Excerpted text -
Question

How good/fast is Excel VBA's Find vs. binary search? My platform is Office 11|2003 and I'll be searching for strings against Column A on three sheets of values. Total number of rows ~140,000

If worth it which Library & functions should I reference to do the sorting and then the binary search? Binary searching strings/text reportedly has potential problems.

... one thing must be noted. Using binary search formulas with sortedtextrequires caution. Aladin A., Excel MVP

Excel Find:

Worksheets(1).Range("A:A").Find("PN-String-K9", LookIn:=xlValues, LookAt:=xlWhole)
Was it helpful?

Solution

Much against my intuition a VBA binary search strongly outperforms an Excel Find. At least with the scenario below where 120,000 6 character strings are distributed evenly over 3 worksheets.

Excel Find takes 1 minute 58 seconds,
VBA binary search takes 36 seconds on my particular machine.

The advantage of knowing that the text is in order obviously outweighs Excel's natural advantage. Note Aladin A's warning about sort order.

Given material -
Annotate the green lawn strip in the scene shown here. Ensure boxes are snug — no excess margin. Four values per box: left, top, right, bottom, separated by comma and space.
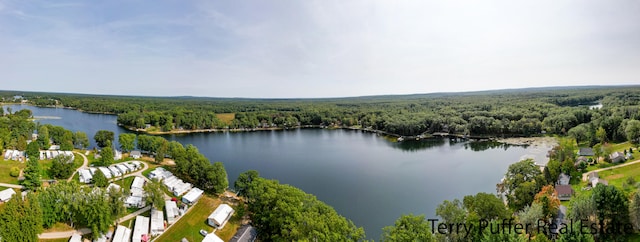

Exercise instructions -
[A] From the thread on Excel Find versus binary search, list every argument passed to the Find method in the code line.
[B] Answer these questions from the thread on Excel Find versus binary search, one answer per line, marked as the questions are:
(i) About how many rows are there in total to be searched?
(ii) How long did the VBA binary search take in the reported test?
(iii) Who is quoted as warning that binary search formulas with sorted text require caution?
[C] Continue the thread on Excel Find versus binary search from the point where it stops.

Expected outputs -
[A]
"PN-String-K9"
LookIn:=xlValues
LookAt:=xlWhole

[B]
(i) About 140,000 rows.
(ii) 36 seconds.
(iii) Aladin A., Excel MVP.

[C]
Option Explicit

' Call Search to look for a thousand random strings
' in 3 worksheets of a workbook

' requires a workbook with 3 sheets and
' column A populated with values between "00001" to "120000"
' split evenly 40,000 to a worksheet in ascending order.
' They must be text, not numbers.

Private Const NUM_ROWS As Long = 120000
Private Const SHEET_1 As String = "Sheet1"
Private Const SHEET_2 As String = "Sheet2"
Private Const SHEET_3 As String = "Sheet3"

' This uses VBA Binary Search
Public Sub Search()
    Worksheets(SHEET_1).Range("B:B").ClearContents
    Worksheets(SHEET_2).Range("B:B").ClearContents
    Worksheets(SHEET_3).Range("B:B").ClearContents
    DoSearch True       ' change to False to test Excel search
End Sub

' Searches for a thousand values using binary  or excel search depending on
' value of bBinarySearch
Public Sub DoSearch(ByVal bBinarySearch As Boolean)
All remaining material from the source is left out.